**本文**

どの様に鍼を打てば良いのかというと、図のように側臥位の状態で刺します。
しかも、この時に重要なのは、腰を少し丸める状態にすることです。
そうすると、腰方形筋が伸展した状態になります。
基本的に、慢性化して固くなってしまった筋肉は、伸展して打たないと、早く良い結果を得ることが出来ません。
そして首は少し後屈させます。こうすると表層の脊柱起立筋は弛緩します。
ですので、脊柱起立筋に対する刺激は少なくなり、刺鍼の効果を腰方形筋のみに集中させることが出来るのです。
2腸腰筋
腸腰筋とは図の示す位置にある筋肉です。大腰筋と腸骨筋を合わせて腸腰筋といいます。
近年、腰痛関連の雑誌記事やTV等で取り上げられる機会も多いの、ご存知の方も多いのではないでしょうか?
いわゆるインナーマッスルといわれるもので、メジャーな筋肉ではありますが、非常に手ごわい相手になります。
なぜかというと、よく雑誌記事などで、腸腰筋のストレッチ方法なんかも紹介されておりますが、腸腰筋が拘縮しているような場合ですと、まずストレッチで効果を出すのは不可能と言っても過言ではありません。

**問題文**
腰の筋肉への鍼についての文章を、最後の文のあとから書き継いでください。 この後に続く項目は、腰の筋肉への鍼についての文章とは関係のない別の資料です。

**提供資料**

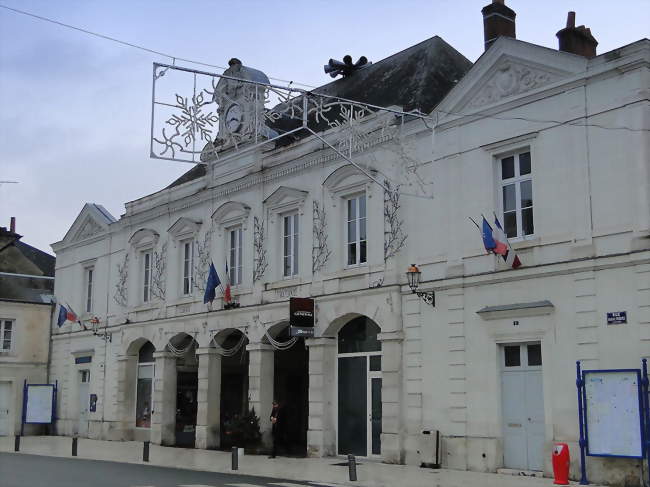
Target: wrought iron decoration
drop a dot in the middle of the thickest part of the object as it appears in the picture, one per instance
--
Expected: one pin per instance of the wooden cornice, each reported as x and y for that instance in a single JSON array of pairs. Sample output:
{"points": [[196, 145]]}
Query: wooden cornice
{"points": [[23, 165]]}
---
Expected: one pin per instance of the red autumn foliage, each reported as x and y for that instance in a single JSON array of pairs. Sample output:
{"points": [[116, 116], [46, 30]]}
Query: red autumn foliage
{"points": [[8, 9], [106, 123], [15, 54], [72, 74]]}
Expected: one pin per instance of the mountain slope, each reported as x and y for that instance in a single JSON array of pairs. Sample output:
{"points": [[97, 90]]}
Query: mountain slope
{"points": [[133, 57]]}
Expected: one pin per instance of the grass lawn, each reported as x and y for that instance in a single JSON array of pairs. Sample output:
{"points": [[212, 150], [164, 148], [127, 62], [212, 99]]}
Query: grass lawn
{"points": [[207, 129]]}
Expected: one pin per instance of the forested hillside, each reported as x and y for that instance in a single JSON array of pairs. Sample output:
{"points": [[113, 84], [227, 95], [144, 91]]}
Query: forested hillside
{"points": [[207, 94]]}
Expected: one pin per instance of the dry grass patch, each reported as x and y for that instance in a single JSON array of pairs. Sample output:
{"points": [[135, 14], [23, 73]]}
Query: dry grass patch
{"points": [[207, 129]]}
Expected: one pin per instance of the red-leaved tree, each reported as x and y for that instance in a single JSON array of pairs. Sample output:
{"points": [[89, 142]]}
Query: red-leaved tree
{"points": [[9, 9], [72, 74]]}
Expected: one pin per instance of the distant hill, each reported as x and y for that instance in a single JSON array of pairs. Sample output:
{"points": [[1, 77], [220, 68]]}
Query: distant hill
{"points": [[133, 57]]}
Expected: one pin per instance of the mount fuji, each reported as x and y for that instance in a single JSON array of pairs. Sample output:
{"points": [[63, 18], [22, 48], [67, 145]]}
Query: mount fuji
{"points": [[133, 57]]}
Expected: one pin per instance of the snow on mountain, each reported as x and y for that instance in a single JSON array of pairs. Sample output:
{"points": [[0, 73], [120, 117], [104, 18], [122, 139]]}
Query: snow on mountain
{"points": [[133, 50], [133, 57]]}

**解答欄**
さらに、インナーマッスルというだけあって、筋肉はほぼ全域にわたって深層に位置しますので、体表からは、ほとんど触れることが出来ませんので、マッサージでは非常に困難な場所になります。マッサージが可能な部位は、強いて言えば患者を側臥位にして、背後から腹直筋を避けるようにすれば、大腰筋の下部や腸骨筋の一部はかろうじて可能です。あとは腸骨筋と大腰筋が合流して大腿骨に付着するごく一部分となります。
しかし、上記の触知が可能な部位は、残念ながら治療をする上ではさほど重要ではないのです。
一番重要なのは、最深部の腰椎の直側にある大腰筋なのです。
なぜなら、腰椎からは坐骨神経や、大腿神経、大腿外側皮神経など、下肢に向かう重要な神経が出るのですが、それらの神経の一部は、大腰筋の上述の部位を貫いて通過していくのです。
ですので、大腰筋が拘縮していれば、坐骨神経領域や大腿神経領域に痛みが出ることは想像に難くないと思います。
この時の疼痛部位は、腰だけに留まらず、股関節や大腿後面または外側面、さらに膝の痛みや足の指の痛みや痺れなどが現れます。
姿勢にも顕著に変化が現れます。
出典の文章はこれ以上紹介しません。